**Exercise goal**
Locate the line that contains "Exercise. Spot the man in the". Copy it and every following line through the end of the records, exactly, and include nothing else.

**Provided material**
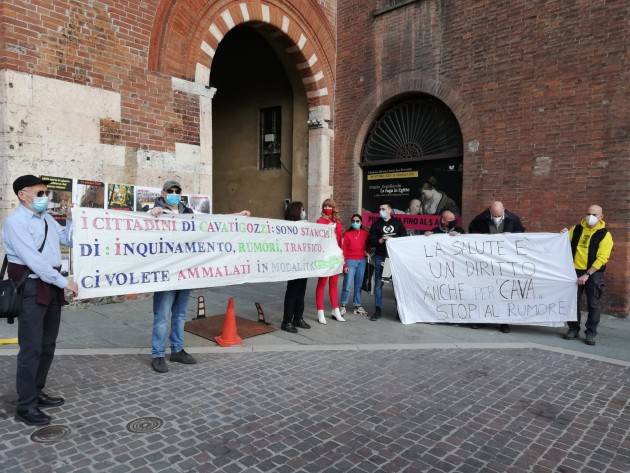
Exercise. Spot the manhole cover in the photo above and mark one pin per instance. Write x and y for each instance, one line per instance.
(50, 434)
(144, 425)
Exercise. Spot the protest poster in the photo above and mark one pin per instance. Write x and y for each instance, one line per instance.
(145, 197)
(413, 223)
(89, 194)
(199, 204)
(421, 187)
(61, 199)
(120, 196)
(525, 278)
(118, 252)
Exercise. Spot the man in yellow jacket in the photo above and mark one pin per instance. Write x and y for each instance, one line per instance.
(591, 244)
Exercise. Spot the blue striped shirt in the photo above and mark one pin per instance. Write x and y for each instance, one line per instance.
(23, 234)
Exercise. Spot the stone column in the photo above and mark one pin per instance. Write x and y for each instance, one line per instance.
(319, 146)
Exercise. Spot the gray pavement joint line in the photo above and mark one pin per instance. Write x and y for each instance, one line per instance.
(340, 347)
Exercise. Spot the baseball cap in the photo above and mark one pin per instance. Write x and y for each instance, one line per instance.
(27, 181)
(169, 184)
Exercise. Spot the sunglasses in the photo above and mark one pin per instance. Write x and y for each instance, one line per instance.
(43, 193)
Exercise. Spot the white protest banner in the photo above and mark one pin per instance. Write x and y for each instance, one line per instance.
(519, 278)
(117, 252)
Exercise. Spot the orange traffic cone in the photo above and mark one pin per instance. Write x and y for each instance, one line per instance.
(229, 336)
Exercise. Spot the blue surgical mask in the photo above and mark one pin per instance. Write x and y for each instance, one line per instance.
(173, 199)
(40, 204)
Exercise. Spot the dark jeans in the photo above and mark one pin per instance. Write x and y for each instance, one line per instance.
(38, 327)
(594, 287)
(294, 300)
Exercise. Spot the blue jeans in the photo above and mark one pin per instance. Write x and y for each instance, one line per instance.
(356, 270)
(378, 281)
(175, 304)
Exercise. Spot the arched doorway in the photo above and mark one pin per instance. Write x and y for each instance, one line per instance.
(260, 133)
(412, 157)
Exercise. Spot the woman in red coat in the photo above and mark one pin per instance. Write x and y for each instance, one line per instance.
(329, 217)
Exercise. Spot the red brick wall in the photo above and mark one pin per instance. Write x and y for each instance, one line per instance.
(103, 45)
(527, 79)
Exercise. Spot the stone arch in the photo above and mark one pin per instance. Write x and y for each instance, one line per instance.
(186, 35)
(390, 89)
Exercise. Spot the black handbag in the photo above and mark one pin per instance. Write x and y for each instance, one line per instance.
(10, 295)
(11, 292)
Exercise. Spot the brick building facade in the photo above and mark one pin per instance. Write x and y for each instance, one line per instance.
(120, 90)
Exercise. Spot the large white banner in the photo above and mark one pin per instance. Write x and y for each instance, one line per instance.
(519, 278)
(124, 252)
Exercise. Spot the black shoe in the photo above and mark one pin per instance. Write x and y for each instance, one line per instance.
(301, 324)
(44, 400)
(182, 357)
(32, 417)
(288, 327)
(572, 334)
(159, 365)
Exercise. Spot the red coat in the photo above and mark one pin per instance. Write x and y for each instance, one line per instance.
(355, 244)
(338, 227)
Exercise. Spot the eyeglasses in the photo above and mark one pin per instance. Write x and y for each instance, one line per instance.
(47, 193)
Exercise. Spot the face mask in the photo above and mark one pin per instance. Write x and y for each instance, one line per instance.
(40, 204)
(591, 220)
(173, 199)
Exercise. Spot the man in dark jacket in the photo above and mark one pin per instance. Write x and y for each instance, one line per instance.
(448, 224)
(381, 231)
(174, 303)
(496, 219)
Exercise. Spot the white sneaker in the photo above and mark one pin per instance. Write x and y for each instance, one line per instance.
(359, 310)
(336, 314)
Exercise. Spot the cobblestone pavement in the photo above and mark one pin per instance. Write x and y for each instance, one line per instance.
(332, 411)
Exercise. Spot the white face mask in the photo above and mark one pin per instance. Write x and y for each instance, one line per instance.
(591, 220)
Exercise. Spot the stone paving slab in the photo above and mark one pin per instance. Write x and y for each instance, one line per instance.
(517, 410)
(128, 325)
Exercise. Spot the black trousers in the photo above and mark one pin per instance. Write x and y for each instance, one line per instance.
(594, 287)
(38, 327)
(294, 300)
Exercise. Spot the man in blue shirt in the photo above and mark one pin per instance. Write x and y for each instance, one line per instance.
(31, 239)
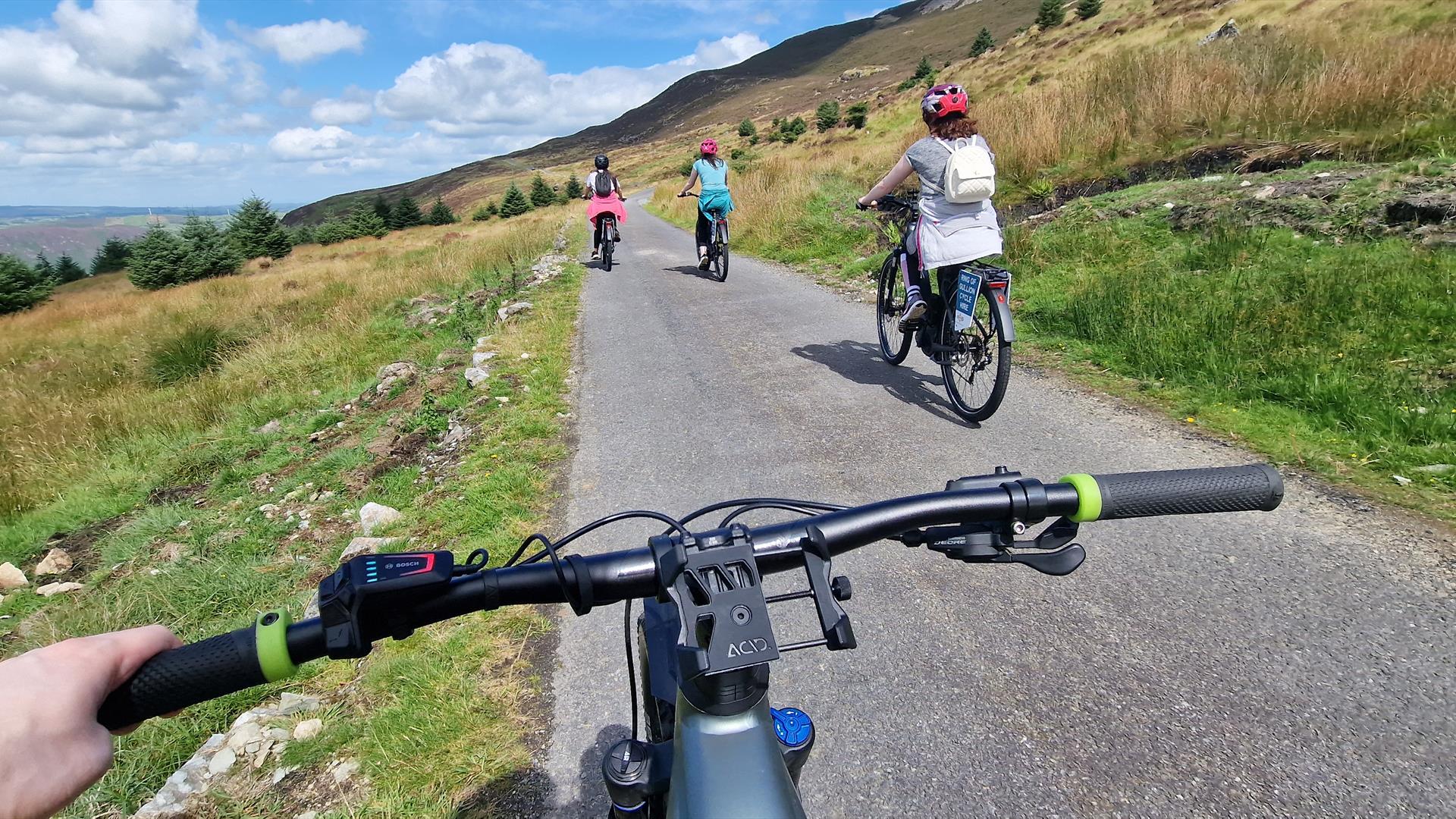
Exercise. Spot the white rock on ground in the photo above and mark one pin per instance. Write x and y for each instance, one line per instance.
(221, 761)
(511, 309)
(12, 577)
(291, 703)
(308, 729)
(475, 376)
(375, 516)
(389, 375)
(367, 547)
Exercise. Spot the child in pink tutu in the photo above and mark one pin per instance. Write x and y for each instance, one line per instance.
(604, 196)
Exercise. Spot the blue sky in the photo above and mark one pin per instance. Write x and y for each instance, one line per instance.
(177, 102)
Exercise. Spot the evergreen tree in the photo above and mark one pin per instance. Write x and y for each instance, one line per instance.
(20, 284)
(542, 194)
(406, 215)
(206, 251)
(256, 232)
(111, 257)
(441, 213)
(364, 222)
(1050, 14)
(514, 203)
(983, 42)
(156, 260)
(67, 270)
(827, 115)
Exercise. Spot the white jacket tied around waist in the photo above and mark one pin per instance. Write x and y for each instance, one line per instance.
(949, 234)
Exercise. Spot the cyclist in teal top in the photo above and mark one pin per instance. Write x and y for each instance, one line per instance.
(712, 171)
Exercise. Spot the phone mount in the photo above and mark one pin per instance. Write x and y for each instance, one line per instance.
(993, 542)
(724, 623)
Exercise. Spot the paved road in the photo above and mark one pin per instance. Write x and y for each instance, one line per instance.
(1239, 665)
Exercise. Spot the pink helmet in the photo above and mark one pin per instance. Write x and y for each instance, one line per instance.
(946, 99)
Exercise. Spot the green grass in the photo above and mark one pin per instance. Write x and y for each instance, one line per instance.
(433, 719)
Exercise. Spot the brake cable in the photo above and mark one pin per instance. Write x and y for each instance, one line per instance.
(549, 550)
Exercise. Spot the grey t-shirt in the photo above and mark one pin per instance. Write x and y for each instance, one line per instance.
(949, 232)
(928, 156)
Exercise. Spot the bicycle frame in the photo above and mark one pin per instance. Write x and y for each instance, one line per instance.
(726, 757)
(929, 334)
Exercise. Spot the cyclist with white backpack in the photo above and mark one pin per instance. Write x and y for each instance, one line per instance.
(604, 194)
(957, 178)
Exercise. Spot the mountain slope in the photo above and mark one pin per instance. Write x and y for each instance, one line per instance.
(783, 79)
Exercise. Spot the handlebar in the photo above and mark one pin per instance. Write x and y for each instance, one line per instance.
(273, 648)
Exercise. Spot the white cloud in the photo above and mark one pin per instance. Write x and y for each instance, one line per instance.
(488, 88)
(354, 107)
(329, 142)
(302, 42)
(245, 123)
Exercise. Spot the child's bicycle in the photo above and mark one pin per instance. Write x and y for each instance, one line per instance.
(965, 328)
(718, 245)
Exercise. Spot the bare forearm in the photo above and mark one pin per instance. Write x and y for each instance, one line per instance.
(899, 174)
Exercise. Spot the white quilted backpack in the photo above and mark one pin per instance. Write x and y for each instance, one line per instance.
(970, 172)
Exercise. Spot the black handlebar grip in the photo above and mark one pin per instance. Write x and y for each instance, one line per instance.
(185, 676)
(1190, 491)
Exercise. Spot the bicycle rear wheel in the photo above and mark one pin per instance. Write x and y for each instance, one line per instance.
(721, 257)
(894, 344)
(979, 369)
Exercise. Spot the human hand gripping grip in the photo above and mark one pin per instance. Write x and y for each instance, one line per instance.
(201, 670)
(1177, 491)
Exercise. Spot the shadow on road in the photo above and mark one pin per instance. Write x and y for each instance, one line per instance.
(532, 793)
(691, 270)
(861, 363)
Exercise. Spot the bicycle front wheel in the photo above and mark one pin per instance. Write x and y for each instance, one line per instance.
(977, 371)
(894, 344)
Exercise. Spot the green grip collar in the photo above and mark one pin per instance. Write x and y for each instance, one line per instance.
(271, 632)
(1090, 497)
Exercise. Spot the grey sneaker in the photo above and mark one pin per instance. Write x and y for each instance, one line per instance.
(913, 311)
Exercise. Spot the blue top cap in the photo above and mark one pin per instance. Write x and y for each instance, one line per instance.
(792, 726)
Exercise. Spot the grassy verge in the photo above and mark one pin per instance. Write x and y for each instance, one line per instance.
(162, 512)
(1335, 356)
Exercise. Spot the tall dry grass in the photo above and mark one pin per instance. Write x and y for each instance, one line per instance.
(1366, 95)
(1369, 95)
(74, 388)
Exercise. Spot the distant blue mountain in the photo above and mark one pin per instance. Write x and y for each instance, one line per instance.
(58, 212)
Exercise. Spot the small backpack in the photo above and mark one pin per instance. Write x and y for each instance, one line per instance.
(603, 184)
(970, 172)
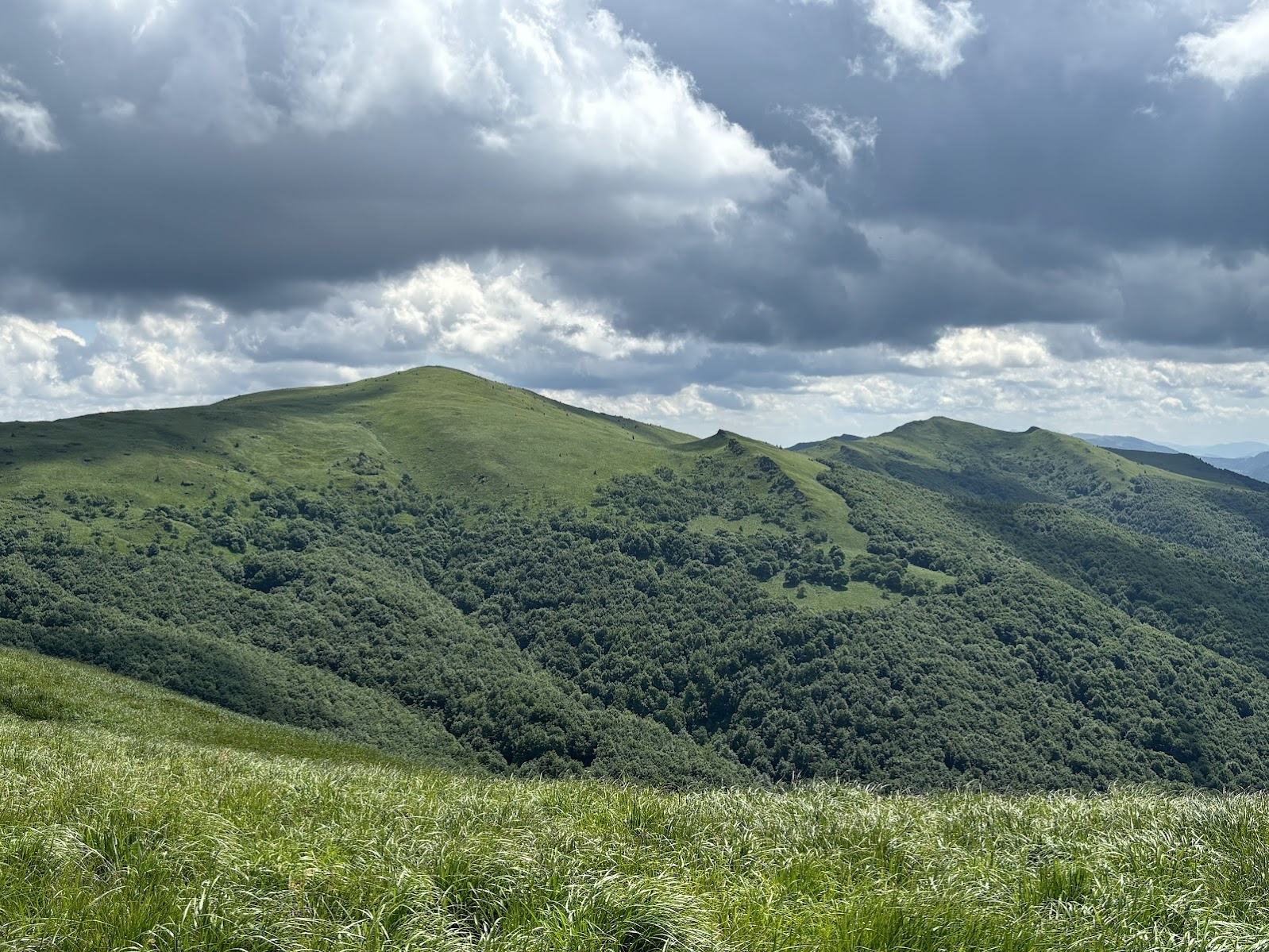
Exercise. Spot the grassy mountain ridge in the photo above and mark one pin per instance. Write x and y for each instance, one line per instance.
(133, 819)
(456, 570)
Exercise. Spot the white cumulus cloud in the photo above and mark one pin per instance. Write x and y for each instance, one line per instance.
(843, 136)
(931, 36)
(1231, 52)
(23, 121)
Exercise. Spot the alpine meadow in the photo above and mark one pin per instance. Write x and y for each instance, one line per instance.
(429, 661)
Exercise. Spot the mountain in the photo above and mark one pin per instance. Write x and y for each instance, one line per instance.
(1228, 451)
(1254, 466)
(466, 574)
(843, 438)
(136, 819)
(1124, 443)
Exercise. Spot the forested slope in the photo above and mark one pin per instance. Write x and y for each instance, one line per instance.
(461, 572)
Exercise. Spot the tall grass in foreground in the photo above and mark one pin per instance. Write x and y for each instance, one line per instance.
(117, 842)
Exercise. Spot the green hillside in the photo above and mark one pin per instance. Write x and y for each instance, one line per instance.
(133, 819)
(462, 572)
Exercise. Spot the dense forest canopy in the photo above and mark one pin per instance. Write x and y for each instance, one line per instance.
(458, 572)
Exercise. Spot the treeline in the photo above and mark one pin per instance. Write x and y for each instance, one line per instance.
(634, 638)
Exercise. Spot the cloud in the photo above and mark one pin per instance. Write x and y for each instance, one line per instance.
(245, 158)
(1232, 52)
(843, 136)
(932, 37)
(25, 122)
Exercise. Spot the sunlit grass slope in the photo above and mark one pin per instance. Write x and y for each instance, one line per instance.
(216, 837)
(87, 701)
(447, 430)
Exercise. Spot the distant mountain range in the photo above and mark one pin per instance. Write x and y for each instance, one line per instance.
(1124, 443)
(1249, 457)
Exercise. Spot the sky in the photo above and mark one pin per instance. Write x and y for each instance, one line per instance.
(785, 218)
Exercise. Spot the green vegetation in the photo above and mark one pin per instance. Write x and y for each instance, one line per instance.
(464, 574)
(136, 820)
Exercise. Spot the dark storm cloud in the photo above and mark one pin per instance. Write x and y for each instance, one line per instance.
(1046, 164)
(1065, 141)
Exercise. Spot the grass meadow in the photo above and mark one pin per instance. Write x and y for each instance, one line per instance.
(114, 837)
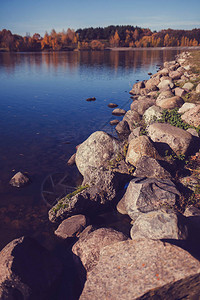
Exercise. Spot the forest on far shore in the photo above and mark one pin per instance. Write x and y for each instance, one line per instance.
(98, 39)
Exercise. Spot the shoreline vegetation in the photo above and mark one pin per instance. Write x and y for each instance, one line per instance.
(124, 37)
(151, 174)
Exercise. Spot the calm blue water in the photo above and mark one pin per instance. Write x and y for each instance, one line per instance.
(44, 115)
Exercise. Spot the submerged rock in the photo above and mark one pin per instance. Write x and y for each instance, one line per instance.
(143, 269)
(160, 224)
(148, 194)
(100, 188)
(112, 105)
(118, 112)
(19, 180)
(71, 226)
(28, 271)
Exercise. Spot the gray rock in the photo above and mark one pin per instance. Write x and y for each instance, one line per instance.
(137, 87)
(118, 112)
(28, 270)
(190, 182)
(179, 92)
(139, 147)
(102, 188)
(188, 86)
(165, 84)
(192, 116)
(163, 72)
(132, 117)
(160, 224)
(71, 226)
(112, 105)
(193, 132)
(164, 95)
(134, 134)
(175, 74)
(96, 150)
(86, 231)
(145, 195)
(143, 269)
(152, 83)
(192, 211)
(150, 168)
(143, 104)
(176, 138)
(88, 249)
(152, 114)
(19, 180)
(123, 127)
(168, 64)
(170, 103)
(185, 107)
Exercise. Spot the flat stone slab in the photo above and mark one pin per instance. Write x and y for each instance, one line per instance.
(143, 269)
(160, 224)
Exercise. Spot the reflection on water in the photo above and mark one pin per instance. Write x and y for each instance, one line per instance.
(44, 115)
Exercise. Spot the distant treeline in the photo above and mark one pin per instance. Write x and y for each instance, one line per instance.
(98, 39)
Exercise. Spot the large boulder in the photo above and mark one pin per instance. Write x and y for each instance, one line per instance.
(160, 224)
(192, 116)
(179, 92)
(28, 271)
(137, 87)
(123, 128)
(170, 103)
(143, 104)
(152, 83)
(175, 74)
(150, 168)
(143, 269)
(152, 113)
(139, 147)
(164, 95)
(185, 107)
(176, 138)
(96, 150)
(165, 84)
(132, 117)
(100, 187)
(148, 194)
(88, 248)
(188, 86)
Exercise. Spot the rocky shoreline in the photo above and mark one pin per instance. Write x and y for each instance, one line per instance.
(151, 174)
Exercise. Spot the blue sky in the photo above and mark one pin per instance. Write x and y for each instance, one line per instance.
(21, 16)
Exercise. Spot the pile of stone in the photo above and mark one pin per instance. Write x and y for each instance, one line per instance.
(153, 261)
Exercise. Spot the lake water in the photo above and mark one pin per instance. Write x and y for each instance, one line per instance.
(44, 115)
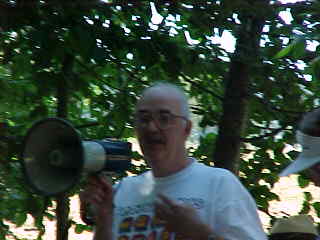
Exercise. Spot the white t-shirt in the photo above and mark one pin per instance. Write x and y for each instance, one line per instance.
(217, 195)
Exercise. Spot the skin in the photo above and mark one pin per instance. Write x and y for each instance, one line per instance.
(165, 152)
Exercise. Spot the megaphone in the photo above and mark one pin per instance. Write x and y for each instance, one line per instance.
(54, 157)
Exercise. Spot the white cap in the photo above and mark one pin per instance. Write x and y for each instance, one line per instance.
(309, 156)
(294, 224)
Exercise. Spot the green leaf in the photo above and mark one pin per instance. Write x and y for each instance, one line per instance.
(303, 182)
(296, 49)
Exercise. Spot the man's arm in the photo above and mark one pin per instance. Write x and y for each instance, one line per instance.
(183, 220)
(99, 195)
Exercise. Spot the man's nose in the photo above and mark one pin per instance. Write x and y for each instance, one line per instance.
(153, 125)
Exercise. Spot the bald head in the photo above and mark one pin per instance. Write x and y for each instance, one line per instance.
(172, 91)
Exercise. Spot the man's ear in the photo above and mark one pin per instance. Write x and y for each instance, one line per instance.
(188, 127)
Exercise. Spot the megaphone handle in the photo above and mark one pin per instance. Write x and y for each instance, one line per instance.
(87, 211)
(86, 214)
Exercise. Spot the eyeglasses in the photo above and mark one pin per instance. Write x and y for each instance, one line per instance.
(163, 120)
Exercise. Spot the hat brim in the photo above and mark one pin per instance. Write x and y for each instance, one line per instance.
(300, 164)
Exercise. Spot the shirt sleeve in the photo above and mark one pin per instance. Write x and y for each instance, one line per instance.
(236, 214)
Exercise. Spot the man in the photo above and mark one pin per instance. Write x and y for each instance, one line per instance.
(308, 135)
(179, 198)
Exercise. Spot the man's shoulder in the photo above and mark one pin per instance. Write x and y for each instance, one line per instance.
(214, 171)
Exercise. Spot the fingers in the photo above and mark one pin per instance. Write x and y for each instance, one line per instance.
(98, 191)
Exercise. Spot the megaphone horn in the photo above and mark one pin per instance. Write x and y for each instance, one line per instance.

**The answer**
Exercise. Spot the man in the photo above and mark one pin per instance. Write x and y for each instance, one line per instance.
(308, 135)
(179, 198)
Exercise. Spot the man's shoulder in the photo above and mark one pin per instance. Write x and y for each instance, one line per instance.
(214, 171)
Exercise. Spot the fingers in the photo above and mark one pin per instance. Write x and y for each instance, one line per instance.
(98, 191)
Exercise. Spot the megaphone horn in the photo above and mark one pin per instance. Write x and y for each instance, one line per instance.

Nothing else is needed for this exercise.